━━━ Input material ━━━
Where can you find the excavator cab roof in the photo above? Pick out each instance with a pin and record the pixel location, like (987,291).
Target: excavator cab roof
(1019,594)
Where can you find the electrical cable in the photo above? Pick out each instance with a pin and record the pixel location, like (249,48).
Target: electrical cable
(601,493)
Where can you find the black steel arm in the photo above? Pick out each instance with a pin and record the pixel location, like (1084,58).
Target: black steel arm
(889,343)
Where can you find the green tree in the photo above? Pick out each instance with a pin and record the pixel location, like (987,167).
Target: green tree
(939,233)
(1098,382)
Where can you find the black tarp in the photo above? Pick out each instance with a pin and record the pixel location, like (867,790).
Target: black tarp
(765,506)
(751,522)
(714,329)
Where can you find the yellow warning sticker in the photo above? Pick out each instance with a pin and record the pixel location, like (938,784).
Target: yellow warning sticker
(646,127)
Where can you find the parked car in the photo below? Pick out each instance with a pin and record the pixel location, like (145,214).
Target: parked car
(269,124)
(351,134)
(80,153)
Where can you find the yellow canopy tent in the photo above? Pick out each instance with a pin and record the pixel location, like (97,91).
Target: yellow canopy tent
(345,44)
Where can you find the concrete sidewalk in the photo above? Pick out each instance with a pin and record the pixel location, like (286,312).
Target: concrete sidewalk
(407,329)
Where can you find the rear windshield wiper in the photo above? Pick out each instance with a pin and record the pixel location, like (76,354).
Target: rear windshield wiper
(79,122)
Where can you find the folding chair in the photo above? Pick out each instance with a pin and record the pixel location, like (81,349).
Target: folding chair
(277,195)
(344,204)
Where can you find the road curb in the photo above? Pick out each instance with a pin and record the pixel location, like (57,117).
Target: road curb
━━━
* **Task**:
Can you write out all of the rows above again, word for word, without changing anything?

* **Solution below**:
Where can you find the excavator cab roof in the photo above? Pick out each instance with a pin and record the pixel location, like (987,291).
Target: excavator cab roof
(1019,594)
Where can you find the electrical cable in the photo above? Pick out each instance with a pin and record the pixel location, like (249,48).
Target: electrical cable
(601,493)
Where can you find the black steel arm in the photo above? Pick out each instance with a pin and record the pixel location, like (1084,58).
Target: black steel arm
(889,343)
Where can you find the green tree in the photo above? Pick out each instance with a pin and record the pixel location, like (987,167).
Target: green tree
(939,233)
(1098,382)
Where can you find the black tarp in the photo above? Pick out each instance with a pin and record the pixel location, like (867,790).
Target: black tarp
(765,506)
(751,522)
(714,329)
Where can you find the yellow warning sticker in the photo above? Pick out each instance with a pin and record the pixel location, like (938,784).
Target: yellow warning sticker
(646,127)
Where can you find the parked car in the photo below? Pick out each instance with a pin and record the pixel location, like (145,214).
Target: parked car
(269,124)
(351,134)
(80,153)
Where can you find the yellow canopy tent in the photo above? Pick out each instance with a pin and record the pixel location, like (97,91).
Target: yellow canopy tent
(345,44)
Where can you find the concrete sidewalk in the photo above? Pick out each instance with a pin and record the pixel location, like (286,312).
Target: concrete sidewalk
(407,329)
Where can you find the rear windshield wiper in the photo above? Pick out each instance with a pin and record the pixel location, like (76,354).
Target: rear windshield wiper
(79,122)
Where can you find the folding chair in the photo above? Pick out each instance with a pin and record the pixel location, like (81,349).
Target: folding chair
(277,195)
(344,204)
Where can you find the road curb in the photo above? Pick out each instance with a pin and record the pixel location, like (57,117).
Target: road curb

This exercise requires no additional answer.